- [SHORT TASK]:
Your task is to write out exactly the lines from the line containing "the white washer" through the end of the records, inclusive at both ends.

---*---

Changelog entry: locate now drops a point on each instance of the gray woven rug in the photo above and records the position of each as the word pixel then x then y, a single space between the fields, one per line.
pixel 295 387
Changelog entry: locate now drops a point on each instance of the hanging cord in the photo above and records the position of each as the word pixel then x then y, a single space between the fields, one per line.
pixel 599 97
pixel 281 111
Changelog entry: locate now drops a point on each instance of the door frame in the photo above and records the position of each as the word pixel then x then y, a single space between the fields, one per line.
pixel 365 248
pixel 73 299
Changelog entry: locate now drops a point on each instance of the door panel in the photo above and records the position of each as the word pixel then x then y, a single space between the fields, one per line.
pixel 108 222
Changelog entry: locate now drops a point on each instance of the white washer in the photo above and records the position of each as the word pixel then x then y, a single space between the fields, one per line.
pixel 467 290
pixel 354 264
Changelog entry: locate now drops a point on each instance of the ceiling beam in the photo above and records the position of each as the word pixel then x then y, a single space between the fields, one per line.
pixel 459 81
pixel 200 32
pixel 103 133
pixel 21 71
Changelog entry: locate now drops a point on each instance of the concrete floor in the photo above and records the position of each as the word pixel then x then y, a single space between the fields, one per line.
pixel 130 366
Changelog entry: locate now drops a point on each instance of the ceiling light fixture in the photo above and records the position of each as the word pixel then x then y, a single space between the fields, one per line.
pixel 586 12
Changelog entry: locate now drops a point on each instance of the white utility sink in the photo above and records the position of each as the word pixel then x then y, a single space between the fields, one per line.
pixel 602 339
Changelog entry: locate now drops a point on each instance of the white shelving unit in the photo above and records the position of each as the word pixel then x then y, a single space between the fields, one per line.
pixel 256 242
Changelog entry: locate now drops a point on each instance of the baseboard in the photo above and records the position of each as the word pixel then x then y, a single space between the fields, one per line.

---*---

- [REPLY]:
Changelog entry: locate now drops a point on each instance of the white washer in the photo above and records the position of each as the word pixel then x then y, a single space between the fields, one per line.
pixel 467 290
pixel 354 264
Changelog entry: locate now drops a point on each instance of the ceiling beam in the photo above and records the position of each as the word pixel then x then y, a single space between the fields, one per line.
pixel 459 81
pixel 200 32
pixel 103 133
pixel 21 71
Changelog entry: locate now drops a point on each instance of the concrete floor in the photo above and records the position of each as the word pixel then x then y, a single space between the fields, one per line.
pixel 130 366
Changelog entry: locate now drops a point on each instance of the ceiling light fixture in the photo above and records the position of each as the word pixel then x then y, a single space between the fields, one per line.
pixel 586 12
Changelog entry: locate now drops a point on each instance of the white utility sink in the photo above and records the position of each as the word pixel then x then y, a single space between the fields, one per line.
pixel 602 339
Changelog entry: locate now drops a point on each instance of the white shelving unit in the photo above and records the position of each as the word pixel then x then y, a single space between the fields, one per line.
pixel 256 242
Changelog entry: locate now drops a point on each instance of the baseboard in the photo above and records the position of each as the word pixel then x then y, a single space between the fields, one per line.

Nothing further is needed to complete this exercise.